Exercise requirements: Across the entries below, how many lines contain the string "book"? Give only the count.

=== Available data ===

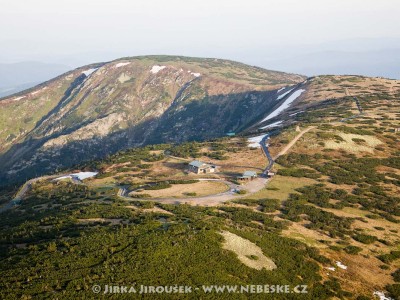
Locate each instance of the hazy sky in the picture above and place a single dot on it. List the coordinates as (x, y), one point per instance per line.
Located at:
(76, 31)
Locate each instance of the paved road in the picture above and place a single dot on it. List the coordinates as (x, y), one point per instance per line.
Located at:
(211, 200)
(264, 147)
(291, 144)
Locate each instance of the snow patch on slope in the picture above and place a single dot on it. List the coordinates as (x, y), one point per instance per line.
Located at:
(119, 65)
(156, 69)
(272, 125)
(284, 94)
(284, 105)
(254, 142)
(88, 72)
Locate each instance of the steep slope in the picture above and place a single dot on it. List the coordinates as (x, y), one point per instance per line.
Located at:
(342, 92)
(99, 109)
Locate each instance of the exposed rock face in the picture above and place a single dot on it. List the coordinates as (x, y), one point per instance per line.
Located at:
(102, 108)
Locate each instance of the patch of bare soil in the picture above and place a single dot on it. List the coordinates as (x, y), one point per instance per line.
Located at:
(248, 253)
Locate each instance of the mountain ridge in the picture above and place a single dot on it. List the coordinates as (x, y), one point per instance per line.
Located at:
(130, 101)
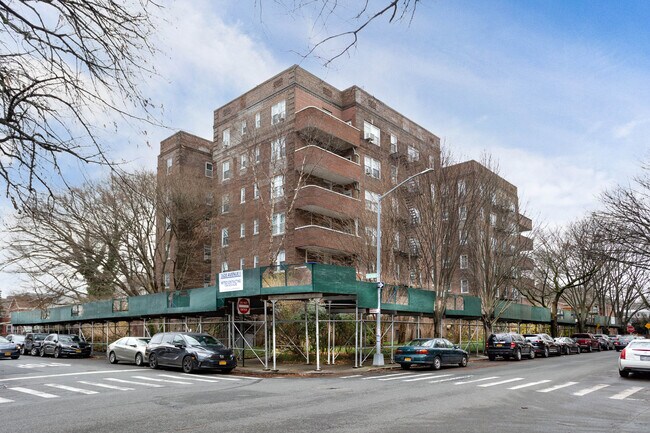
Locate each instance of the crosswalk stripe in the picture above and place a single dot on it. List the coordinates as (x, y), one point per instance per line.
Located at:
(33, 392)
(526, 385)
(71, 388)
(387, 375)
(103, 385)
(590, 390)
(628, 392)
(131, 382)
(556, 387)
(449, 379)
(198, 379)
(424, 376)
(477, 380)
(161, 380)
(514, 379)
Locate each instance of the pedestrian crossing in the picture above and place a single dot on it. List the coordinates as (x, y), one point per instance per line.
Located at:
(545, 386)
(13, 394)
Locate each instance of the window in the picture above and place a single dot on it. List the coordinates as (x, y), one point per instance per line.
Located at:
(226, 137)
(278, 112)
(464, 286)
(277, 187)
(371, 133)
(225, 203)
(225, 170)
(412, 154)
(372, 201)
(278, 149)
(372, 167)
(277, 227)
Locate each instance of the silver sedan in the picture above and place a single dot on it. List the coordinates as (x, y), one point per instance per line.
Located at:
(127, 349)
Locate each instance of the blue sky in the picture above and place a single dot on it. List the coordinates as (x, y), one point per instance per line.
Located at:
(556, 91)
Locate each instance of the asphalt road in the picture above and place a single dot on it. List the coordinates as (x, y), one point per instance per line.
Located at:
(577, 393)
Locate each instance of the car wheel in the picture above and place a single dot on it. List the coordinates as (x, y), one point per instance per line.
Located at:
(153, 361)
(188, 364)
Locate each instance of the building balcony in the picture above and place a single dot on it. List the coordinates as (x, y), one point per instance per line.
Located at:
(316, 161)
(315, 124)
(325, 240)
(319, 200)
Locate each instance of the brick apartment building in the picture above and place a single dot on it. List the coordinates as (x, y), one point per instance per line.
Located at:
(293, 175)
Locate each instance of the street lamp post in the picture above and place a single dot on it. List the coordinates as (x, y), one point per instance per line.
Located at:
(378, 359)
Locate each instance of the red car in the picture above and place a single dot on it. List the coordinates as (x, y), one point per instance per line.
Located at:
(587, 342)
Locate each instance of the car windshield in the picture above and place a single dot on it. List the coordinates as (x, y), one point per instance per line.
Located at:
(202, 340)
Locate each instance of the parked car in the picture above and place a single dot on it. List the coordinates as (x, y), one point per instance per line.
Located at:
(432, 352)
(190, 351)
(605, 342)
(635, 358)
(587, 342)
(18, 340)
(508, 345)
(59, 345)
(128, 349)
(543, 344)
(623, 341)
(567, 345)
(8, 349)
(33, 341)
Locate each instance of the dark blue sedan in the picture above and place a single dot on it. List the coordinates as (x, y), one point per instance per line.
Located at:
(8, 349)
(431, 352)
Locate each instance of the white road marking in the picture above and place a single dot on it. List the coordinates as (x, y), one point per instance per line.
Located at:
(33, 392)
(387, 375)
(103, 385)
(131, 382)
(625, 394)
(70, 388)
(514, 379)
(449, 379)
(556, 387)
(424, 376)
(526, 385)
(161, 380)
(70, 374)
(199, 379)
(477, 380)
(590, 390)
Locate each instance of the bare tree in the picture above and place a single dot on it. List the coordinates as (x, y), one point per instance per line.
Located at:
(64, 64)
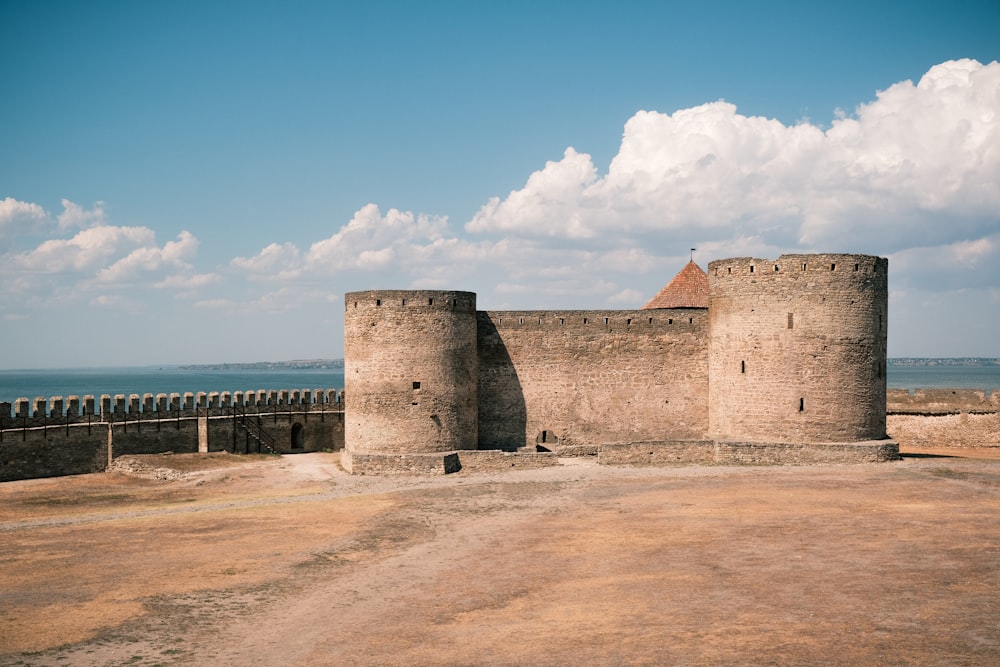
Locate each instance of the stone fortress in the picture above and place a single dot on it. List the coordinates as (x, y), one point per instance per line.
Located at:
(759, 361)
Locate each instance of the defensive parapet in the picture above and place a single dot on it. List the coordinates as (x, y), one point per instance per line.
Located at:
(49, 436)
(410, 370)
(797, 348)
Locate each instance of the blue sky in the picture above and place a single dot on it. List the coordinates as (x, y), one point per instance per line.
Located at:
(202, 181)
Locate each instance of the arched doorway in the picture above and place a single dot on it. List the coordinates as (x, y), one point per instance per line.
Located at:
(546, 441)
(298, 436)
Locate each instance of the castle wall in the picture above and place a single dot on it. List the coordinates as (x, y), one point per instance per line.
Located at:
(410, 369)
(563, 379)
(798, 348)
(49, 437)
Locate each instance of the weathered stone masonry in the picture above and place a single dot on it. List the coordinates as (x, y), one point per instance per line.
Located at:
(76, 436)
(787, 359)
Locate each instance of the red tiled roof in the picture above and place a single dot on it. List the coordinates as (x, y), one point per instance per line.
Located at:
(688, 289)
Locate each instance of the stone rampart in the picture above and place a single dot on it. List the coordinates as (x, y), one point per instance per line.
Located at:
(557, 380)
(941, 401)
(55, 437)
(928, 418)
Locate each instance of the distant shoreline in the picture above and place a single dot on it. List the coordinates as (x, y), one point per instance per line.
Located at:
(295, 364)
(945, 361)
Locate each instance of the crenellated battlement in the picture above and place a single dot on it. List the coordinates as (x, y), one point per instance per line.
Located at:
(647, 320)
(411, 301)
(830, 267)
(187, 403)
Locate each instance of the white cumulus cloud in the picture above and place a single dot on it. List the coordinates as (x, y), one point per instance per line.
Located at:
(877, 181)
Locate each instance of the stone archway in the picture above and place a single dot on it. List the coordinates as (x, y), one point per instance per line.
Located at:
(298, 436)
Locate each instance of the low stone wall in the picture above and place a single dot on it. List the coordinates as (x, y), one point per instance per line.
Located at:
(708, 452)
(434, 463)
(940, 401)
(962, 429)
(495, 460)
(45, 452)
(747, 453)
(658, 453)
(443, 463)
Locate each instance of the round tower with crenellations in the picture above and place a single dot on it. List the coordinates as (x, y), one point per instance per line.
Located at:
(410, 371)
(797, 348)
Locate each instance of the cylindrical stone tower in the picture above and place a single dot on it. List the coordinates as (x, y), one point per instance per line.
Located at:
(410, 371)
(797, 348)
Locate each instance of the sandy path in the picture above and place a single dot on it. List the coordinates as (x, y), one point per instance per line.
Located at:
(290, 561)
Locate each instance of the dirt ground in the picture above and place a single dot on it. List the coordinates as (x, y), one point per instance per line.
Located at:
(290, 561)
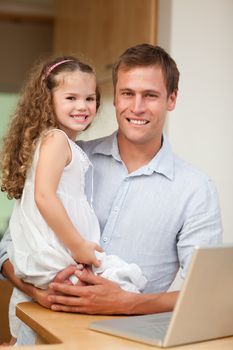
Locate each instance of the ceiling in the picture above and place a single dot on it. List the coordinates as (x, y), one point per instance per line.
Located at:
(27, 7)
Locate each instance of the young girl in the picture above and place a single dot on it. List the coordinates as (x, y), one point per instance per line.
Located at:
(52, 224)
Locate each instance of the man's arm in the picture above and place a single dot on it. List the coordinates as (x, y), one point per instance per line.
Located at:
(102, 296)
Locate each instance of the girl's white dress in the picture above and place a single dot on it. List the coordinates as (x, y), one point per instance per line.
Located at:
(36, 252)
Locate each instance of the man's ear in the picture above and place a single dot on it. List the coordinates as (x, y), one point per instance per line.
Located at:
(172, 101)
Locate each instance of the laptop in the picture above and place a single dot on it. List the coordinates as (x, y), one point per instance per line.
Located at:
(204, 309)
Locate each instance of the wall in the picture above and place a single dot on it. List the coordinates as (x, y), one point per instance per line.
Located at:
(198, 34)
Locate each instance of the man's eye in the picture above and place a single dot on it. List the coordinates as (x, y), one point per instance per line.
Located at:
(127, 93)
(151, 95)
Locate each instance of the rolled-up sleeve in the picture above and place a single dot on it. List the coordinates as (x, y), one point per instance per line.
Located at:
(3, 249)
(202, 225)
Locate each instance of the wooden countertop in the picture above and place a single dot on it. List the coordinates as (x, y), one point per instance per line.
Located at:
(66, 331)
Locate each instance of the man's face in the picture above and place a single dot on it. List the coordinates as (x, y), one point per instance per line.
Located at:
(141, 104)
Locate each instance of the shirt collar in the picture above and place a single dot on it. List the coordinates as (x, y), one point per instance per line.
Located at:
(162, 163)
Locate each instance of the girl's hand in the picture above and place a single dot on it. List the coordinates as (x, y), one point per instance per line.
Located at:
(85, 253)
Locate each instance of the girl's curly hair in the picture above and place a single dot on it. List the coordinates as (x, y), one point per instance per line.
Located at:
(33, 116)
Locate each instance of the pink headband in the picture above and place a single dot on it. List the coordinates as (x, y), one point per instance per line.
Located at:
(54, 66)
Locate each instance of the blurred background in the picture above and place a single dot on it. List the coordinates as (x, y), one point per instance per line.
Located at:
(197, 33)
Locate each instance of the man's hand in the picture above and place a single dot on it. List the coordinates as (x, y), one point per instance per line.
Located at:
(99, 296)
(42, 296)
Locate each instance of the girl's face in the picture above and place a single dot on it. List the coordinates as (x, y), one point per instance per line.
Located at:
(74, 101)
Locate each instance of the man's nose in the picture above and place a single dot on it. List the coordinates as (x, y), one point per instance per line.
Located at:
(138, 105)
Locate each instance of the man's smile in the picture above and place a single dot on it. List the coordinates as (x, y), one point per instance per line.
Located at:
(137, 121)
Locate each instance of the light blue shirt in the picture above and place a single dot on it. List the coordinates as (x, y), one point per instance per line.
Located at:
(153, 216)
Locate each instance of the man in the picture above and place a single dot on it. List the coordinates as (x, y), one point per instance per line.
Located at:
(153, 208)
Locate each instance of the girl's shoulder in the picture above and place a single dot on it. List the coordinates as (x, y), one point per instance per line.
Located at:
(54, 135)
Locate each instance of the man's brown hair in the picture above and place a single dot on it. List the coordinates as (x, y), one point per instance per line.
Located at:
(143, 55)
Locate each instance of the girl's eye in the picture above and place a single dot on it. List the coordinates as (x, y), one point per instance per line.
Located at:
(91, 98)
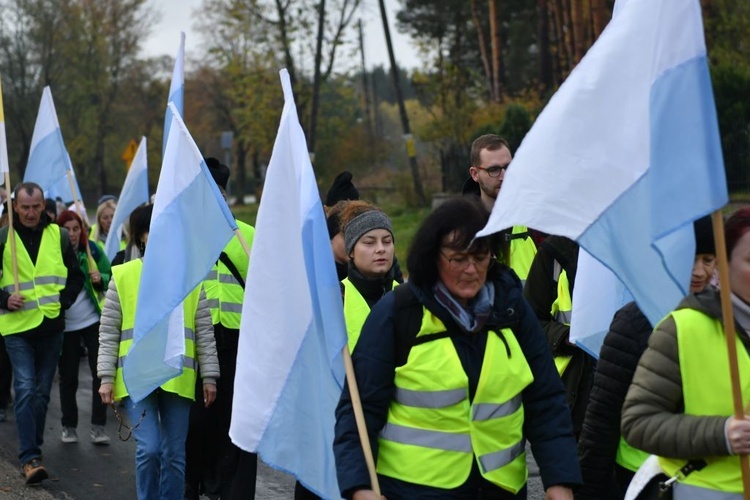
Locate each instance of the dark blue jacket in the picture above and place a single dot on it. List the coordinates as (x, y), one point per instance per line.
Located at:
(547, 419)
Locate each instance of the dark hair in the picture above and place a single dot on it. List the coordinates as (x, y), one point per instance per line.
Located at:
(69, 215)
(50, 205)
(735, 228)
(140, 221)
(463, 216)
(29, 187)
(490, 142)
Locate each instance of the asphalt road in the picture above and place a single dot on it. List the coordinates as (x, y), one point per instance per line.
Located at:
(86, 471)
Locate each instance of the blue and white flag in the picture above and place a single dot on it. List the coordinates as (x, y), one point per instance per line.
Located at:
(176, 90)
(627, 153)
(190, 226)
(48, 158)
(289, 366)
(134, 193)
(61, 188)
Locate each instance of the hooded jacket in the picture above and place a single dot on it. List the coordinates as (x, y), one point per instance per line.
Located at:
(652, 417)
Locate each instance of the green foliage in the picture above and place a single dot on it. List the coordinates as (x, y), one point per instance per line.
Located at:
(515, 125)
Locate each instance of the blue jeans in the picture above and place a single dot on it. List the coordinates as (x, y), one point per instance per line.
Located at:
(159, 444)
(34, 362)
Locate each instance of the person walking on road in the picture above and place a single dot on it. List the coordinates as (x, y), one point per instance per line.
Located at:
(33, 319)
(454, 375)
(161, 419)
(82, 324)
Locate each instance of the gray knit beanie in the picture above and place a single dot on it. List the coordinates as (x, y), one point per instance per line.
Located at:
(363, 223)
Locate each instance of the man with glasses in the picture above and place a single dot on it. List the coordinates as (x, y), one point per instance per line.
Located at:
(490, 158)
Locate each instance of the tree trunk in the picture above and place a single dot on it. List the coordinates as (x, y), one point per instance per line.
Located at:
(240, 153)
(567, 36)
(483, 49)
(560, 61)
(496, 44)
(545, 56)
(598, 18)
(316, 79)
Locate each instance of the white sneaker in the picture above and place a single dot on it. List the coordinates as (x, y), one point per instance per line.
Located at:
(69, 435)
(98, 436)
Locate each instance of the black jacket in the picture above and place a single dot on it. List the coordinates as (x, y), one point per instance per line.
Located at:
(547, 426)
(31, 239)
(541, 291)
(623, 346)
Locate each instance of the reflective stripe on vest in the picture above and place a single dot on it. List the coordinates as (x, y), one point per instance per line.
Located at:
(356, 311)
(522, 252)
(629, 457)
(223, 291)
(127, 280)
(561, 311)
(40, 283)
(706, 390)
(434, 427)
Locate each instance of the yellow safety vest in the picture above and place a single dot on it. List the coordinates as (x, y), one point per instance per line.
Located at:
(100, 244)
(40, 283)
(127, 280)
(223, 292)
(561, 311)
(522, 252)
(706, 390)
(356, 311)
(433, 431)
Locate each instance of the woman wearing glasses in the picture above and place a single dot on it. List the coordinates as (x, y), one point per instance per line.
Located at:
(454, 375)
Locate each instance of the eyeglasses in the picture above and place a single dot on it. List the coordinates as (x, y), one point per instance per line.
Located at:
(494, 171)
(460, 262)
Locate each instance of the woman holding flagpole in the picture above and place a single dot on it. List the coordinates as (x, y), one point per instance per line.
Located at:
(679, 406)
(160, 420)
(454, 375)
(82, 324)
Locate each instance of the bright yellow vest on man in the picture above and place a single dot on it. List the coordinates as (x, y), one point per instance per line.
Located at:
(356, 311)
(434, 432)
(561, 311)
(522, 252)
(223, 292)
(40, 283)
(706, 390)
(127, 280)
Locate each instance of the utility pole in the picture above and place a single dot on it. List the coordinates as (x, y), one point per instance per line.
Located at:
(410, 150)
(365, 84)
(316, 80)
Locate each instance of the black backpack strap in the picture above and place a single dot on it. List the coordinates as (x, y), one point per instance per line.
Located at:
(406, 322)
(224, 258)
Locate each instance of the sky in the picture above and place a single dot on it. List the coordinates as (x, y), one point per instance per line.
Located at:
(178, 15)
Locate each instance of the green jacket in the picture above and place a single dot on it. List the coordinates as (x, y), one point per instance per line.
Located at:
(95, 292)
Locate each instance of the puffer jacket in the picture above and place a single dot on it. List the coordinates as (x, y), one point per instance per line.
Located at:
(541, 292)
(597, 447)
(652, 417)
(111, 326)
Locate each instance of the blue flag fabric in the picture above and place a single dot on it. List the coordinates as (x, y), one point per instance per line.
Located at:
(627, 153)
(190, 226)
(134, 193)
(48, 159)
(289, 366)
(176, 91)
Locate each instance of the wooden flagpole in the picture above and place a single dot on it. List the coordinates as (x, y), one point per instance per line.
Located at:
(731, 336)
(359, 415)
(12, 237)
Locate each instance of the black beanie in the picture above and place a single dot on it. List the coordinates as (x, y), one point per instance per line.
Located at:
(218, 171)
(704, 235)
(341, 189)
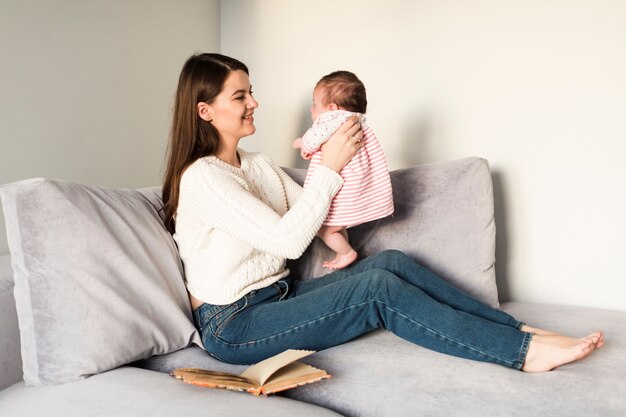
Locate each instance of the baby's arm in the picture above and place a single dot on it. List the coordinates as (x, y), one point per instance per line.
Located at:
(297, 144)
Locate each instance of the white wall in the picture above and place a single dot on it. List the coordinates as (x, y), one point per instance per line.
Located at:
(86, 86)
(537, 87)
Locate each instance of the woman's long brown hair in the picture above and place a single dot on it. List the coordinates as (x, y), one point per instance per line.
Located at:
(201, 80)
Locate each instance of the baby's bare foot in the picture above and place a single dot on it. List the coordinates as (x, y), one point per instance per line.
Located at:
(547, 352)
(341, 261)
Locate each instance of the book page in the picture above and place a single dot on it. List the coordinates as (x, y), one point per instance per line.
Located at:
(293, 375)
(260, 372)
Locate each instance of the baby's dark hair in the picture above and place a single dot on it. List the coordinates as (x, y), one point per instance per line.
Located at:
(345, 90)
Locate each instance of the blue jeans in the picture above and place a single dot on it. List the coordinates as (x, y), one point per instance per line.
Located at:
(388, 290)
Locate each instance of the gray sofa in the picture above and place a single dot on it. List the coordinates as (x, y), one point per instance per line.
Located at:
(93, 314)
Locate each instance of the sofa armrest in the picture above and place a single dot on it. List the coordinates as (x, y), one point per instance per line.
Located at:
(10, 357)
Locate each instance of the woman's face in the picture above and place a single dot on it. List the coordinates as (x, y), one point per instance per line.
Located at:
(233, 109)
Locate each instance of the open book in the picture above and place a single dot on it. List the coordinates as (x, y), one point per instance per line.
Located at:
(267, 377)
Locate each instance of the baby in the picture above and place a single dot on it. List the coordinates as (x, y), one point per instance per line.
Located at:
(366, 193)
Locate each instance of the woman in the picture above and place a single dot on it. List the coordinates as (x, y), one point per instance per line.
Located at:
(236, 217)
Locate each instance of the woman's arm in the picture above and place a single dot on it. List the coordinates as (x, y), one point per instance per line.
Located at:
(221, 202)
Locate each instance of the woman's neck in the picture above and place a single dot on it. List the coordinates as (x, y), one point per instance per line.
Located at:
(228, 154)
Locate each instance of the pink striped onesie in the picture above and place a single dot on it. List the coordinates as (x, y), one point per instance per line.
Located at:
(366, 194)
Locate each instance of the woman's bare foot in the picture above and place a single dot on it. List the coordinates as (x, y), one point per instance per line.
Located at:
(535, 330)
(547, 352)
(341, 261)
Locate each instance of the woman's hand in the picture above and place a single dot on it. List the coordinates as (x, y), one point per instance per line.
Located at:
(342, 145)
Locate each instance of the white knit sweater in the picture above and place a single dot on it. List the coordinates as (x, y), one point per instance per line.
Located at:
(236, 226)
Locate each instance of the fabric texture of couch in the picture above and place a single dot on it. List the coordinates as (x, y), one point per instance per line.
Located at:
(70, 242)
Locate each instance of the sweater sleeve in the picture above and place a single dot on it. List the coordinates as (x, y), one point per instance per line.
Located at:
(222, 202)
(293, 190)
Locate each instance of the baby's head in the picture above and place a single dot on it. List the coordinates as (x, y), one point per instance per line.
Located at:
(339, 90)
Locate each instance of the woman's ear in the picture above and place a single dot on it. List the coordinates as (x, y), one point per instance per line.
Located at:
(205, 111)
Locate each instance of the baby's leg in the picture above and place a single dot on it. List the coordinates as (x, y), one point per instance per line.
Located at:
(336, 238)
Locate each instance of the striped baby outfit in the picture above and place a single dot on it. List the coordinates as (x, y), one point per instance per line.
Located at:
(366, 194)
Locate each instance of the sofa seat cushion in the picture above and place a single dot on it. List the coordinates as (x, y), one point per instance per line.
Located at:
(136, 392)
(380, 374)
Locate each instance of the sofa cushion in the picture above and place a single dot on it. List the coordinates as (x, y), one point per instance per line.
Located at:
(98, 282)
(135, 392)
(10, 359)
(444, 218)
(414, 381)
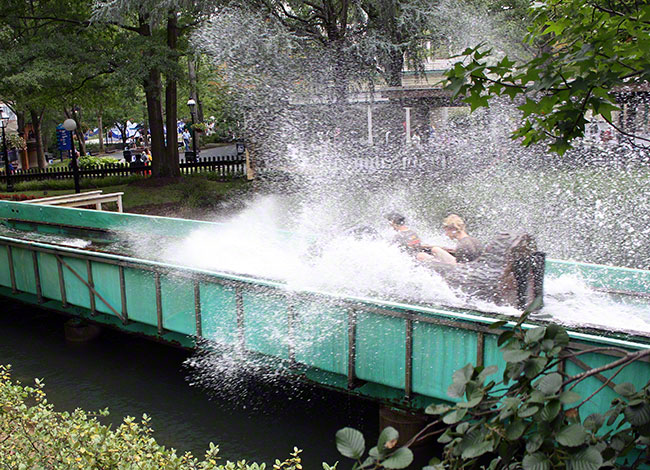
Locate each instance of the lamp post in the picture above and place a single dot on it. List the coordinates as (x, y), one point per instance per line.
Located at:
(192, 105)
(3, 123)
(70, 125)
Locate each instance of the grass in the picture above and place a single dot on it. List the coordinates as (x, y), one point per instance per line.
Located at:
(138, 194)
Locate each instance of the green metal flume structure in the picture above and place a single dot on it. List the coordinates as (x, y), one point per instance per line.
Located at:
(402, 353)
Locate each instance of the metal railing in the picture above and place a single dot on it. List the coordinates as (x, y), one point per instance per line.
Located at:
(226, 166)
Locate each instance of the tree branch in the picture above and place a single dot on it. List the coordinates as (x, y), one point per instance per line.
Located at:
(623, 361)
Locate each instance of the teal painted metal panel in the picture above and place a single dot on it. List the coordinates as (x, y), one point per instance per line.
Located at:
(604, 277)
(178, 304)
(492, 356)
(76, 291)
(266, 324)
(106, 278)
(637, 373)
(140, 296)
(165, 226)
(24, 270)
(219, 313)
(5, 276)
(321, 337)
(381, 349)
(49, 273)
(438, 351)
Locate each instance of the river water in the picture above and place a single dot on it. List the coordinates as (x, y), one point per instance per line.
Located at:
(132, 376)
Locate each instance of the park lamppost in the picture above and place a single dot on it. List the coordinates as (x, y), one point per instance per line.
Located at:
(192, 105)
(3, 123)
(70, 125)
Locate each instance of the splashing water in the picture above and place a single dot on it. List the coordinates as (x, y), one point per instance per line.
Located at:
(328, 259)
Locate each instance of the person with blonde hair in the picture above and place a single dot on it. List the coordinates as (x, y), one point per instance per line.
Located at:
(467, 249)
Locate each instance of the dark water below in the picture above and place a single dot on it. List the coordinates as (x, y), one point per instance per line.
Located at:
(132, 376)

===

Solution for this exercise: 2